Can you restate the records below word for word?
-- START Source data --
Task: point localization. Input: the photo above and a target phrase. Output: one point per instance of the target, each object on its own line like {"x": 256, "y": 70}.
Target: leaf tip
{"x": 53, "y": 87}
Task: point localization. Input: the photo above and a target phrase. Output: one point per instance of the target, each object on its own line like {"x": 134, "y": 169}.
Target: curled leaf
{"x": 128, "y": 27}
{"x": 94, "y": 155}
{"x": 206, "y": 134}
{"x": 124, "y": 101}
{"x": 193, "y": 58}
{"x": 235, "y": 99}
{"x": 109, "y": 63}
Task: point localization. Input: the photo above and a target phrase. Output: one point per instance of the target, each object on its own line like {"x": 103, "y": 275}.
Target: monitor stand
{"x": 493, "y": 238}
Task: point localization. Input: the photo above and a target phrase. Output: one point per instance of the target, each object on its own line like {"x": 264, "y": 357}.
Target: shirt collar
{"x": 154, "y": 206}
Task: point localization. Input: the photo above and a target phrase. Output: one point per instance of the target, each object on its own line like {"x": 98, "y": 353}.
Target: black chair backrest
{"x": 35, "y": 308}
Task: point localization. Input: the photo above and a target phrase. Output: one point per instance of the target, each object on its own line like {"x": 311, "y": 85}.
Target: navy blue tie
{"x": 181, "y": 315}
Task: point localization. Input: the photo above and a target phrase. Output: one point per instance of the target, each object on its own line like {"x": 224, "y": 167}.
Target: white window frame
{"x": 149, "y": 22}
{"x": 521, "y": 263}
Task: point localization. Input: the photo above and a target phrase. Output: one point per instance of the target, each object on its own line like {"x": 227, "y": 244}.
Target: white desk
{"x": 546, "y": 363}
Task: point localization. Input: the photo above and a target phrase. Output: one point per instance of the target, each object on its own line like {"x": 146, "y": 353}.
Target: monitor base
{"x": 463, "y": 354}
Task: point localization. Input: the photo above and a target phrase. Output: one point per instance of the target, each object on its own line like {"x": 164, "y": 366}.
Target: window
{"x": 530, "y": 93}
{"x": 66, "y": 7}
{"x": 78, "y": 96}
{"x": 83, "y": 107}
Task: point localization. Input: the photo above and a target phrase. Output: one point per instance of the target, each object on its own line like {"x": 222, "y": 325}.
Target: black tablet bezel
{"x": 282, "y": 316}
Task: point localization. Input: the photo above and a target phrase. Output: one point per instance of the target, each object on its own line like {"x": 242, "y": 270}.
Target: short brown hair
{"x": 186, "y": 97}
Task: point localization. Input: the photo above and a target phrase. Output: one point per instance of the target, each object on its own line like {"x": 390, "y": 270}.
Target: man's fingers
-- END Source data --
## Solution for this problem
Task: point localization. Input: the photo above and a target phrase. Output: one point per instance of the target, each object on its own line like {"x": 256, "y": 70}.
Target: leaf tip
{"x": 53, "y": 87}
Task: point localization. Input: the photo above and a target phrase. Output: one point per instance of the target, each object on its own line like {"x": 134, "y": 169}.
Target: curled leaf
{"x": 128, "y": 27}
{"x": 94, "y": 155}
{"x": 206, "y": 134}
{"x": 124, "y": 101}
{"x": 193, "y": 58}
{"x": 235, "y": 99}
{"x": 109, "y": 63}
Task: point localization. Input: the photo above and a target phrase. Output: one point per instance of the target, each object on its own line like {"x": 103, "y": 275}.
Target: monitor stand
{"x": 493, "y": 238}
Task: point localization. Input: the photo above and a target phrase. Output: one point per instance of the target, each object on its own line like {"x": 264, "y": 357}.
Target: shirt collar
{"x": 154, "y": 206}
Task: point localization. Input: the photo above and a target phrase. Output: one point per instance of the target, each object on its own line like {"x": 98, "y": 353}.
Target: black chair backrest
{"x": 35, "y": 308}
Task: point localization. Input: the photo above and a target phrase. Output: one point per instance of the target, each object on its own line like {"x": 311, "y": 85}.
Target: navy blue tie
{"x": 181, "y": 315}
Task: point localization. Input: the photo above and a target phrase. Output: one point per instance of the target, each object on its own line like {"x": 224, "y": 167}.
Target: white window frame
{"x": 149, "y": 22}
{"x": 521, "y": 263}
Task: point localization. Input: the photo above and a target phrase. Output: one point per instance of the target, each object on its own line like {"x": 227, "y": 244}.
Target: white desk
{"x": 546, "y": 363}
Task: point localization. Input: the photo above and a target phrase. Output: one point per instance of the target, each object on its own line like {"x": 146, "y": 353}.
Target: monitor base
{"x": 463, "y": 354}
Task: point localization. Input: the photo above and a target phrase. Output: one point per instance of the target, each object on its own line like {"x": 164, "y": 366}.
Target: window
{"x": 530, "y": 93}
{"x": 66, "y": 7}
{"x": 78, "y": 96}
{"x": 83, "y": 107}
Task: point localization. Input: the photo above and a target phrase. Output: one point per instance of the target, each object on its own line like {"x": 222, "y": 325}.
Target: black tablet bezel
{"x": 282, "y": 316}
Task: point localization. Input: the photo above and a target phrase. Output: one point per instance of the target, each object on its own line like {"x": 242, "y": 270}.
Target: short brown hair
{"x": 186, "y": 97}
Task: point localization. Input: the photo above and a target phrase. Output: one point per instance of the target, each object on its own line like {"x": 390, "y": 270}.
Target: man's fingers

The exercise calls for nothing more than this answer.